--- START SOURCE TEXT ---

Elon Musk’s Crash Course is a new documentary in The New York Times Presents series that examines the entrepreneur and Tesla’s quest to sell the world a fully autonomous car before the company could even manufacture it. The film doesn’t aspire to offer a biography of the high-profile businessman. After all, Musk already appears daily in the press, and he posts frequently on social media about his innovative technology - Tesla cars, space exploration and, more recently, his desire to acquire Twitter. The documentary focuses specifically on Musk’s autonomous-driving technology and his work at Tesla.
The film’s director, Emma Schwartz, believes that going into such detail helps gain perspective on the entrepreneur. “When there is so much information about something or someone, it creates a situation where you can’t see the forest for the trees. So we forced ourselves to take a step back and look at the impact of a powerful, wealthy man who is involved in so many different industries and companies. Certain patterns of behavior can go unnoticed in day-to-day monitoring,” the journalist said in a video interview from Washington.
Schwartz’s investigation highlights the entrepreneur’s quixotic dream of creating self-driving cars. Thus far, Musk’s efforts to produce autonomous-driving technology have resulted in a slew of unfulfilled promises and several tragedies. Autopilot has caused several deaths and dozens of accidents, about which Tesla has not been completely transparent, the documentary argues. “As a publicly traded company, there’s a lot of public information about Tesla, but such companies know how to hide certain information. Tesla regularly provides the US government with data about the safety of its vehicles, and even when a federal agency asks questions about it, [the company] doubles down …You can’t help but wonder why,” she notes.
Despite several requests, Musk refused to participate in the documentary, Schwartz explains. To piece the story together, the newspaper’s research team contacted dozens of people, including Tesla employees who had worked side by side with the billionaire. Some of them have spoken on camera, while others preferred to remain anonymous. “We were compiling a story without [Musk’s] participation, so the most difficult thing was finding [people] close to him to talk about what happened. There was a lot of fear of retaliation,” Schwartz says. These former collaborators say that Tesla is a very personal project for Musk, who sometimes takes it upon himself to make the company’s key decisions.

--- END SOURCE TEXT ---
--- START LISTED ENTRIES ---

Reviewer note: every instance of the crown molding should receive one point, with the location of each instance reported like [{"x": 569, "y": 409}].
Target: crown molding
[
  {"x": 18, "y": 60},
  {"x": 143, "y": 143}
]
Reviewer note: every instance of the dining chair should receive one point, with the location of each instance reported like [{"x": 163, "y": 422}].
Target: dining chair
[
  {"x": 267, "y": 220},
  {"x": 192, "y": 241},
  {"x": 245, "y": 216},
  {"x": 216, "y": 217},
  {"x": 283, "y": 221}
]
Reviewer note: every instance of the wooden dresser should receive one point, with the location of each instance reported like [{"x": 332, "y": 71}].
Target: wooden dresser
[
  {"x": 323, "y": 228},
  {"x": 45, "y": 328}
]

--- END LISTED ENTRIES ---

= WRITTEN REQUEST 1 =
Reproduce the stretch of the article on the Musk documentary from "The film’s director, Emma" through "interview from Washington.".
= WRITTEN REQUEST 2 =
Render every line of the listing as a numbered list, omitting any blank lines.

= FULL RESPONSE 1 =
The film’s director, Emma Schwartz, believes that going into such detail helps gain perspective on the entrepreneur. “When there is so much information about something or someone, it creates a situation where you can’t see the forest for the trees. So we forced ourselves to take a step back and look at the impact of a powerful, wealthy man who is involved in so many different industries and companies. Certain patterns of behavior can go unnoticed in day-to-day monitoring,” the journalist said in a video interview from Washington.

= FULL RESPONSE 2 =
1. Reviewer note: every instance of the crown molding should receive one point, with the location of each instance reported like [{"x": 569, "y": 409}].
2. Target: crown molding
3. [
4.   {"x": 18, "y": 60},
5.   {"x": 143, "y": 143}
6. ]
7. Reviewer note: every instance of the dining chair should receive one point, with the location of each instance reported like [{"x": 163, "y": 422}].
8. Target: dining chair
9. [
10.   {"x": 267, "y": 220},
11.   {"x": 192, "y": 241},
12.   {"x": 245, "y": 216},
13.   {"x": 216, "y": 217},
14.   {"x": 283, "y": 221}
15. ]
16. Reviewer note: every instance of the wooden dresser should receive one point, with the location of each instance reported like [{"x": 332, "y": 71}].
17. Target: wooden dresser
18. [
19.   {"x": 323, "y": 228},
20.   {"x": 45, "y": 328}
21. ]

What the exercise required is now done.